* [Exercise requirements]
**a)** Using the Seabridge Gold press release, answer these questions:
(i) Which two firms co-lead the syndicate of underwriters?
(ii) What price per common share have the underwriters agreed to pay?
(iii) Up to how many additional common shares does the option cover, and for how long is it exercisable?
**b)** Continue the Seabridge Gold press release from where it stops.

* [Document segment]

++++++++++

Trading Symbols:
TSX: SEA
NYSE: SA
TORONTO, March 29, 2017 /PRNewswire/ - Seabridge Gold Inc.
(TSX:SEA)(NYSE:SA) (the "Company" or "Seabridge") announced today
that it has entered into an agreement with a syndicate of
underwriters co-led by Canaccord Genuity Corp. and Cantor
Fitzgerald Canada Corporation (the "Underwriters") whereby the
Underwriters have agreed to purchase, on a bought deal basis, one
million common shares of the Company (the "Common Shares"
comprising the "Common Share Offering"). Both Canaccord Genuity
Corp. and Cantor Fitzgerald Canada Corporation are acting as
joint-bookrunners for the Common Share Offering. All monetary
references are in Canadian dollars.
The Underwriters have agreed to purchase, on a bought deal
basis, one million Common Shares at a price of $14.30 per Common Share for gross proceeds of
$14,300,000. In addition, the Company
will grant the Underwriters an option to purchase from the Company
up to an additional 100,000 Common Shares at the same price as is
applicable to the Common Share Offering. The option is exercisable
at any time for a period of 30 days after and including the closing
date of the Common Share Offering.

++++++++++

* [Records provided]

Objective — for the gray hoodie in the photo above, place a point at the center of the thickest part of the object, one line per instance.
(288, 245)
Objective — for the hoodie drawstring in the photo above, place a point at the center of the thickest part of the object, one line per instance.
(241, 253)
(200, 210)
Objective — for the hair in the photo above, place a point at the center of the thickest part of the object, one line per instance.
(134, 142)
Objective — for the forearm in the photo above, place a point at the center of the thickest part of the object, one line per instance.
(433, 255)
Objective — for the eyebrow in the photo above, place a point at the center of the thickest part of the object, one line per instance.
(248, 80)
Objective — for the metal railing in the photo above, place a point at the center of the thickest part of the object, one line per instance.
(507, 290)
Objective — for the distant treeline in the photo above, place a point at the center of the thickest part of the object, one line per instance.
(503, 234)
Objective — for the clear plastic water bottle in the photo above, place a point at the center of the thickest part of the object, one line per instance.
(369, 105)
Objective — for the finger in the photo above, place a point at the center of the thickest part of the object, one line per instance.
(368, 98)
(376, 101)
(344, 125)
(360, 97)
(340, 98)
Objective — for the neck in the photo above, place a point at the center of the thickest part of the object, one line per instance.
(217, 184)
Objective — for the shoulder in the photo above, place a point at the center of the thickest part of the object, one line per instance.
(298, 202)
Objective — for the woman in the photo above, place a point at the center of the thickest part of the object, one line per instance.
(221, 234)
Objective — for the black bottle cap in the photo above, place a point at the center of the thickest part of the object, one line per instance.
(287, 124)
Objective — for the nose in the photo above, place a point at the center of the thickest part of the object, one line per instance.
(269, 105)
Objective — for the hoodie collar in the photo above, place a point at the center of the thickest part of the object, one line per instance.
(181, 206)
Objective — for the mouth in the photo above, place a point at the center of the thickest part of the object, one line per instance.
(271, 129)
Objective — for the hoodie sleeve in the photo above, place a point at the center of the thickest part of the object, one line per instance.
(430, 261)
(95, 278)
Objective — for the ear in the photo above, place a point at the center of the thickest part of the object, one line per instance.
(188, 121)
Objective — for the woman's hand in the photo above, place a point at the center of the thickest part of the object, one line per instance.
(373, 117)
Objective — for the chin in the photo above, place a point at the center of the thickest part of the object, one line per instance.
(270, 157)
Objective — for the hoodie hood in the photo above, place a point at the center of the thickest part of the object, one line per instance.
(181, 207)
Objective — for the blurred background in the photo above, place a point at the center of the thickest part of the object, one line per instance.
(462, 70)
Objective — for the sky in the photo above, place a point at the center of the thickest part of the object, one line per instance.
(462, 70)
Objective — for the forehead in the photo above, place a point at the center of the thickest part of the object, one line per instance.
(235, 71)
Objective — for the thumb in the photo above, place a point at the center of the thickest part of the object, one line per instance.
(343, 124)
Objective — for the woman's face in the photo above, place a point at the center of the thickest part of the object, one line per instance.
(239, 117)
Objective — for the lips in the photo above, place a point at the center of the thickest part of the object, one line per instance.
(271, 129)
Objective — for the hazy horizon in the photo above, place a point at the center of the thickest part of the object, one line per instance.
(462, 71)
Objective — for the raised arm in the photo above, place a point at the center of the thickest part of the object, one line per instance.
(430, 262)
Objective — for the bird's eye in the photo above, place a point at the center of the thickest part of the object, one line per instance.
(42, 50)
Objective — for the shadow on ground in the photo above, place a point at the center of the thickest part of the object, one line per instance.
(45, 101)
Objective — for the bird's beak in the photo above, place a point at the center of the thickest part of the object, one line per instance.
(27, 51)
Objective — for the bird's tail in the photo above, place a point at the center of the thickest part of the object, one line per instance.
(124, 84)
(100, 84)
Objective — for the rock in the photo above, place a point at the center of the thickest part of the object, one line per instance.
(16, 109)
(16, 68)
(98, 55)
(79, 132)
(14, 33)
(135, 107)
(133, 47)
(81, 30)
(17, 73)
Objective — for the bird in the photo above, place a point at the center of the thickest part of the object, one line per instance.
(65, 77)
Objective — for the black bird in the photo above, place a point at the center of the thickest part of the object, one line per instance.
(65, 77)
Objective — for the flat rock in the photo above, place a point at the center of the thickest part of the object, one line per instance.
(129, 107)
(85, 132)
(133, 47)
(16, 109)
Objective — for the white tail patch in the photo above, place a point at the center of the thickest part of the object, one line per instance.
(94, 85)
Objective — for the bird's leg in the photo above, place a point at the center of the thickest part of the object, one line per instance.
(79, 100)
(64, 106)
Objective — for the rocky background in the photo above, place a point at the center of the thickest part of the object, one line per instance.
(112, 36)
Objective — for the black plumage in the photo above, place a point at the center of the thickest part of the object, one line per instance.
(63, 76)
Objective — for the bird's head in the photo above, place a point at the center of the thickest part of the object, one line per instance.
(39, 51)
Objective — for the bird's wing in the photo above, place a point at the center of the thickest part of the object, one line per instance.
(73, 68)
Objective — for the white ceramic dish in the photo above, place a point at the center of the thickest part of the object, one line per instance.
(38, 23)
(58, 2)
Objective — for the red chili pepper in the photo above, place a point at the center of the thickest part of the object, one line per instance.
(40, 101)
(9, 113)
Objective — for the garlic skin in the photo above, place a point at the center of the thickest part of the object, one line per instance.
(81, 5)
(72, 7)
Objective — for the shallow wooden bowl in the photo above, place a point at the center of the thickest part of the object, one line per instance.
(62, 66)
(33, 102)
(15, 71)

++++++++++

* [Answers by task]
**a)**
(i) Canaccord Genuity Corp. and Cantor Fitzgerald Canada Corporation.
(ii) $14.30 per common share.
(iii) Up to 100,000 additional common shares. The option is exercisable at any time for 30 days after and including the closing date of the Common Share Offering.

**b)**
The Company intends to use the net proceeds from the Common
Share Offering to continue to advance the Company's KSM and Iskut
Projects and for general corporate purposes.
The Company also announced today that the underwriters have
agreed to purchase, on a bought deal private placement basis, one
million flow-through common shares of the Company (the
"Flow-Through Shares" comprising the "Flow-Through Share Offering")
at a price of $20.00 per Flow-Through
Share for gross proceeds of $20,000,000. In addition, the Company will grant
the Underwriters an option to purchase from the Company up to an
additional 100,000 Flow-Through Shares at the same price as is
applicable to the Flow-Through Share Offering. The option is
exercisable up to one week prior to the closing date of the
Flow-Through Share Offering.
The gross proceeds from the Flow-Through Share Offering will be
used to fund the 2017 exploration program at the Company's KSM and
Iskut projects in Northwestern British Columbia, Canada.
The Common Share Offering as well as the Flow-Through Share
Offering are expected to close on or about April 27, 2017. Both the Common Share Offering
and Flow-Through Share Offering are subject to customary closing
conditions including, but not limited to, the listing of the Common
Shares and Flow-Through Shares on the TSX and the New York Stock
Exchange ("NYSE") and the receipt of all necessary approvals,
including the approval of the TSX and the NYSE.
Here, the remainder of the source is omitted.